* Start PAGE *

The armistice anniversary also offers the "opportunity to honor, remember, and pay tribute to the Korean War veterans who fought to defend those universal values and freedoms that the people of South Korea enjoy today," he added.

Some of those veterans saw little chance of progress, much less a breakthrough, on a peace treaty that could lead to the unification of the two Koreas.

"It's a morass, a political morass," said 92-year-old retired Marine Col. Warren H. Wiedhahn, who served in Korea and then in Vietnam. He believes there's no way out unless North Korean dictator Kim Jong Un completely reverses course on giving up his nuclear weapons.

And Kim Jong Un "is not going to give up those nukes," said Wiedhahn, who fought at the Pusan perimeter, the Inchon landings and the "Frozen Chosin" reservoir.

"As long as there's a communist dictator in North Korea, as long as that communist dictator does not want to give up what he has and normalize relations with the free world -- then no, it will probably not ever end, in my opinion," he said.

Former Air Force Staff Sgt. Paul Cunningham, 91, a radar repairman in Korea during the war, said the impasse boils down to "what are they willing to give up, what are we willing to give up?"

* End PAGE *
* Start ENTRIES *

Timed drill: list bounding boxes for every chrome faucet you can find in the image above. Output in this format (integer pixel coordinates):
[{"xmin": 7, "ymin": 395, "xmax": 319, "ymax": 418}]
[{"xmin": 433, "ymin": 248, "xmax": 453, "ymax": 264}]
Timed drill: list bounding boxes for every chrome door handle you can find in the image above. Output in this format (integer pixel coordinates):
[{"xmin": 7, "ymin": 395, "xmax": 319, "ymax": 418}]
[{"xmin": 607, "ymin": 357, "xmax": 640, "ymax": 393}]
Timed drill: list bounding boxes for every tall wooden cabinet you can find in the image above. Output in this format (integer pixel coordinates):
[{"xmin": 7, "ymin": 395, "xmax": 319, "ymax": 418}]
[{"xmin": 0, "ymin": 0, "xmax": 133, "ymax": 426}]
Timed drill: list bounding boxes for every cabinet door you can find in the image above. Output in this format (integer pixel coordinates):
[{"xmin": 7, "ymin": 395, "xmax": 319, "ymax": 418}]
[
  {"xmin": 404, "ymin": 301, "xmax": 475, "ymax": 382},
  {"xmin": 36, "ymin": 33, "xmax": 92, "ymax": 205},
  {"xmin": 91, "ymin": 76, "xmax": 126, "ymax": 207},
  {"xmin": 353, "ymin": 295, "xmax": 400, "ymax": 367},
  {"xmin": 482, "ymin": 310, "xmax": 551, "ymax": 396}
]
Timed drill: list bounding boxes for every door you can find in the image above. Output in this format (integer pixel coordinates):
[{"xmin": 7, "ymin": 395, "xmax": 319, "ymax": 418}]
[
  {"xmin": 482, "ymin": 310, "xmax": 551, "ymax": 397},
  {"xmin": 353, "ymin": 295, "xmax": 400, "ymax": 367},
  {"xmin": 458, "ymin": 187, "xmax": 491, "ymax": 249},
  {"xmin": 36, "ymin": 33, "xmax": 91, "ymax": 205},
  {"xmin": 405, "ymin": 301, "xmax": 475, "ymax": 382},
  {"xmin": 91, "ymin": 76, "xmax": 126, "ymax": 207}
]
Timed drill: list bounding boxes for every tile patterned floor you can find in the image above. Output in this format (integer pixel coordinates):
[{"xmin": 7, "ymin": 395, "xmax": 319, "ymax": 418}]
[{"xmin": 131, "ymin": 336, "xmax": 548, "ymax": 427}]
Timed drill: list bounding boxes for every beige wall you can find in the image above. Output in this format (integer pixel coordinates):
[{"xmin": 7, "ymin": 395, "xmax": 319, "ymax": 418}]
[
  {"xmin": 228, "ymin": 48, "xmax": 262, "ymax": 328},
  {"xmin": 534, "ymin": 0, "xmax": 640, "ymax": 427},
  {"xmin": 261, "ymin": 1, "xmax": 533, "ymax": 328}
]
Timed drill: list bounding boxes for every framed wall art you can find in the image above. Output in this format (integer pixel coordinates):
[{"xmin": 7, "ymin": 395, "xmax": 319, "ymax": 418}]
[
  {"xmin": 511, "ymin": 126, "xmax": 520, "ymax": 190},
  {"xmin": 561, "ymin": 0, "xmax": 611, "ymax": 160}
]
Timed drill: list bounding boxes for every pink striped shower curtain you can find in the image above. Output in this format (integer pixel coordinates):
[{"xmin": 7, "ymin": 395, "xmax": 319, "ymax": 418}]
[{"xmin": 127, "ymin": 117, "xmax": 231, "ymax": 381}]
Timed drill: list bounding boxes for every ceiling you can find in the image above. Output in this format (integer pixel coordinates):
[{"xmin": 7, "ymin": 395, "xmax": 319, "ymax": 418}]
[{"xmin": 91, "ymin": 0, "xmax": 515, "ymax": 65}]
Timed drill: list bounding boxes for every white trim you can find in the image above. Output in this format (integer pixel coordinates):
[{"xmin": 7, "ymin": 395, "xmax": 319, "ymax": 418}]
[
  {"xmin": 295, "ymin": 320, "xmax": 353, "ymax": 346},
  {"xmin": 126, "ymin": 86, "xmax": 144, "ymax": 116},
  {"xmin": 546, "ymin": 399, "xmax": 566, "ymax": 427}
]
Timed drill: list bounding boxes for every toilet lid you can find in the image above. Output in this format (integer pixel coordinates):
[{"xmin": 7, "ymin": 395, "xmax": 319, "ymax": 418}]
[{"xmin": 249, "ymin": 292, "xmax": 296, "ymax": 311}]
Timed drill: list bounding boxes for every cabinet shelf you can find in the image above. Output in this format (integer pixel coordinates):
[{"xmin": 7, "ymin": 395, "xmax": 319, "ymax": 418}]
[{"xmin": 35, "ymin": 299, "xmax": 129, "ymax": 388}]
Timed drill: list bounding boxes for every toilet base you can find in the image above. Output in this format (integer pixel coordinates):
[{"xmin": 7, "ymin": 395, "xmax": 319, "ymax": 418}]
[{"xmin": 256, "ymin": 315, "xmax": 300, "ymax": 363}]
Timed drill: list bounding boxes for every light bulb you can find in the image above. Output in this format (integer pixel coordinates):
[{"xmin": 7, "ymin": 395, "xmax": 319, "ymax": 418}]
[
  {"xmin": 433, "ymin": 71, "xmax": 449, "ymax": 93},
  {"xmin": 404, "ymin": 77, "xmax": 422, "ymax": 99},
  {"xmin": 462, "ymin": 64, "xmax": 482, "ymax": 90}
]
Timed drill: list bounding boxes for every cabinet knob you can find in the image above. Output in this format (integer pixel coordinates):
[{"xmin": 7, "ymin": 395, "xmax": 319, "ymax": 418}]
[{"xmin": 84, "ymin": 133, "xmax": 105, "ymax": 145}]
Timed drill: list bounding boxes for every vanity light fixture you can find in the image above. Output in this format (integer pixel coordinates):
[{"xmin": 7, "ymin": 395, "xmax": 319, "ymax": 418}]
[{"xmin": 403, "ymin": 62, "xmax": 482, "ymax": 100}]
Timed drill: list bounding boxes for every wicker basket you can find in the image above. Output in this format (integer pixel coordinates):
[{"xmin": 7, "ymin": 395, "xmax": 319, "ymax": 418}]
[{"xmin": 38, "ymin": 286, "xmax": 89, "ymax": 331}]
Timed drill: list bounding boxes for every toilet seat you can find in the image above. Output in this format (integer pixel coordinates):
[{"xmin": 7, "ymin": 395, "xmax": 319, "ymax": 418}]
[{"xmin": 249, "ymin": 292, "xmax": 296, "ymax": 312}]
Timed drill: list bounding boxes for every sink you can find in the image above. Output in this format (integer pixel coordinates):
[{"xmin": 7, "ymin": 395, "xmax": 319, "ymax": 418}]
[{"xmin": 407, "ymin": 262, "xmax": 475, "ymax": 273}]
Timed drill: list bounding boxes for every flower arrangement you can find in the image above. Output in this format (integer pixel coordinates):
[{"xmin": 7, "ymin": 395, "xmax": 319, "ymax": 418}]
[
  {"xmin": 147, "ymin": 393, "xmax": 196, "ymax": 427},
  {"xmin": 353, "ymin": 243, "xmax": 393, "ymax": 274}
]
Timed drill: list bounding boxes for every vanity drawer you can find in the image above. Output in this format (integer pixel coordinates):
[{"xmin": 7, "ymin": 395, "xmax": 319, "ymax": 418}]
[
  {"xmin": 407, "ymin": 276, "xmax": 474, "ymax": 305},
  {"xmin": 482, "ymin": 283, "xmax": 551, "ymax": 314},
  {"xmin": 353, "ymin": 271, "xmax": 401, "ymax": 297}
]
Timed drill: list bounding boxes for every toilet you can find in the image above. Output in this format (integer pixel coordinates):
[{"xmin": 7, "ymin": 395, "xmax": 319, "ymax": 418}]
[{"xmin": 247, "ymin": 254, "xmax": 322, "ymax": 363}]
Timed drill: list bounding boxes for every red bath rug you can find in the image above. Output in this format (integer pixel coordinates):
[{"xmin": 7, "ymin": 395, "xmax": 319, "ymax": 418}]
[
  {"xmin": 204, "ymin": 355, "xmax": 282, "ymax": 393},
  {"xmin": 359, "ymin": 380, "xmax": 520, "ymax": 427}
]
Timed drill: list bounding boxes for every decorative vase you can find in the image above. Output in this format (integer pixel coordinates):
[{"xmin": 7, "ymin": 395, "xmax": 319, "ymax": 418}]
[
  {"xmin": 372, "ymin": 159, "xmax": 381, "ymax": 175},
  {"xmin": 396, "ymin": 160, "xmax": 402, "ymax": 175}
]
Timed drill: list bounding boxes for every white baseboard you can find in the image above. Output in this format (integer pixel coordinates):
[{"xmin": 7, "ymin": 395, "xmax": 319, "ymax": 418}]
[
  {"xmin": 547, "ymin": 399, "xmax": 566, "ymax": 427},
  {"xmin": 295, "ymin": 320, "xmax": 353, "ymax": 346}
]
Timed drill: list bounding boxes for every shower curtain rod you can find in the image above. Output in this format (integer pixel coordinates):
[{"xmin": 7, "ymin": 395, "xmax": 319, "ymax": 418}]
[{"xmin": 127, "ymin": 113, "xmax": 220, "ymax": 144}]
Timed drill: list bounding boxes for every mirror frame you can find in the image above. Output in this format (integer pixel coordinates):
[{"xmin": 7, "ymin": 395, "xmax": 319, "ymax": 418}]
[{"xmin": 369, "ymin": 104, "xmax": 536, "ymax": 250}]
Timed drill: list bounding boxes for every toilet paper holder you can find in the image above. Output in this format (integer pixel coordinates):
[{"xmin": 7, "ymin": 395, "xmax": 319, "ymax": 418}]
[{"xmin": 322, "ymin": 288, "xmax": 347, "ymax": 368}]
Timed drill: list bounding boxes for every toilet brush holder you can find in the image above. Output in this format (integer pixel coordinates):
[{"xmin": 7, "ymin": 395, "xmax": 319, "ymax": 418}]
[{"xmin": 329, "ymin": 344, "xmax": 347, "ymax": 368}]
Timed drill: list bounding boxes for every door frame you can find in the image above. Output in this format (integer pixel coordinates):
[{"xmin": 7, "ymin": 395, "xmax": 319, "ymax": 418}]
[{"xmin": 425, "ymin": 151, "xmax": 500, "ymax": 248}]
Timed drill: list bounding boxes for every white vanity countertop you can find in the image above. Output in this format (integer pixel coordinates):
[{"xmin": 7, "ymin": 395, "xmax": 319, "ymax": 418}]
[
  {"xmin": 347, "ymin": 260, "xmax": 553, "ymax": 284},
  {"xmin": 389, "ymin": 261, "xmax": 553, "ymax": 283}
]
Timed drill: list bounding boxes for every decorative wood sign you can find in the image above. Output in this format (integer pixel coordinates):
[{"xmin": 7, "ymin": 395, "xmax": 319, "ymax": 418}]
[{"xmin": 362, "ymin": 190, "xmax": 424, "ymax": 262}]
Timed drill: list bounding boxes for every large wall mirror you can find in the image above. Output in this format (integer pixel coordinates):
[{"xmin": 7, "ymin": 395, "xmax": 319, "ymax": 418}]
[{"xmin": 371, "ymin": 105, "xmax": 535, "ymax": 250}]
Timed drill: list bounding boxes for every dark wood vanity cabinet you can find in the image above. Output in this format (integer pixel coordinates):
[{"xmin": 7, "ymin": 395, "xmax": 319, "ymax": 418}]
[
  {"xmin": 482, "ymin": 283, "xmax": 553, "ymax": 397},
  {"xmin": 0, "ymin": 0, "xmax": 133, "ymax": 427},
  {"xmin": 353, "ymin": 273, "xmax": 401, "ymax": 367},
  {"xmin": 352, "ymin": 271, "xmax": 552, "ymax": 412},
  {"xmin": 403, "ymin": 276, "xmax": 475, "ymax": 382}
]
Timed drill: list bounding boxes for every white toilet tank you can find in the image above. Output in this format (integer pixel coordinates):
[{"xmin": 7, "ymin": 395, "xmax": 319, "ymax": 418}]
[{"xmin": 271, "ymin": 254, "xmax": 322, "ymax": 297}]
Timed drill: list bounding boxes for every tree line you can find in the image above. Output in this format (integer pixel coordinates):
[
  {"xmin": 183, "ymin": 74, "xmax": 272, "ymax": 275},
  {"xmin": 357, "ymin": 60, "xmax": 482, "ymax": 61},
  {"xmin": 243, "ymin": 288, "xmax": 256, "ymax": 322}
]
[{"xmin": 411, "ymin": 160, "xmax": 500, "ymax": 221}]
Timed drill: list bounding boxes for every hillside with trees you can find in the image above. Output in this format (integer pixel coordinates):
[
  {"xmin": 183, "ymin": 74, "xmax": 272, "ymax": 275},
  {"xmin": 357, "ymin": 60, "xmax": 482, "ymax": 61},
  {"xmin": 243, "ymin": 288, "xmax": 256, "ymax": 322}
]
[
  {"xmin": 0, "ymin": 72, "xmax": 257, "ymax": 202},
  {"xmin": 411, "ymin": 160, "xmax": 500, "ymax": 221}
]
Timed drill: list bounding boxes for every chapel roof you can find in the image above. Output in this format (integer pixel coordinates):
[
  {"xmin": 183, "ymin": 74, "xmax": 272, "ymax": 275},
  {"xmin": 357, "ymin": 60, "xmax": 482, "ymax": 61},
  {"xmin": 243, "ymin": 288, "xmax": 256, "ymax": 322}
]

* End ENTRIES *

TASKS FOR THIS EXERCISE
1. Copy word for word the part of the article about Korean War veterans that begins at the words "The armistice anniversary" and ends after "his nuclear weapons.".
2. Pick up the article about Korean War veterans after its last sentence and keep writing it.
The entries are separate material and have no connection to the article about Korean War veterans.

ANSWERS TO THE PROBLEMS
1.
The armistice anniversary also offers the "opportunity to honor, remember, and pay tribute to the Korean War veterans who fought to defend those universal values and freedoms that the people of South Korea enjoy today," he added.

Some of those veterans saw little chance of progress, much less a breakthrough, on a peace treaty that could lead to the unification of the two Koreas.

"It's a morass, a political morass," said 92-year-old retired Marine Col. Warren H. Wiedhahn, who served in Korea and then in Vietnam. He believes there's no way out unless North Korean dictator Kim Jong Un completely reverses course on giving up his nuclear weapons.

2.
Despite the lack of progress on a settlement, Cunningham said he was heartened by South Korea's stunning rise from the devastation of the war that he witnessed.

With some degree of irony, the words of Gen. Douglas MacArthur, the commander in Korea who was relieved by President Harry S Truman, are etched on a wall of the National Museum of Korean Contemporary History in Seoul: "It will take them 100 years to recover from the devastation."

"To see the rise {of South Korea] 68 years later, it's nothing short of amazing," Cunningham said of the democracy and economic power that South Korea has become.

North Korea and China Harden Stance

At a joint White House news conference May 21 with South Korean President Moon Jae-in, Biden said he wanted the "total denuclearization" of North Korea and would not consider meeting with Kim unless that was on the table.

He noted that former President Donald Trump had met with Kim three times without making progress toward that goal.

But North Korea earlier in May had already called the Biden proposal on the North's nuclear arsenal a non-starter.

North Korean propaganda outlets, responding to Biden's earlier charge that North Korea's nukes pose a security threat to the world, cited a statement from Kwon Jong Gun, head of the Foreign Ministry's department of U.S. affairs, saying that Biden had made a "big blunder" in targeting the North's nuclear programs.

The current state of relations with China, which the Pentagon describes as a "near-peer competitor" threat, also offers little prospect for a North Korea agreement.

As a signatory to the 1953 armistice, China would have to be included on any peace deal. But on the eve of the anniversary of the cease-fire, a top Chinese diplomat told American negotiators that the U.S. was trying to make an "imaginary enemy" out of the Beijing regime to divert attention from problems at home.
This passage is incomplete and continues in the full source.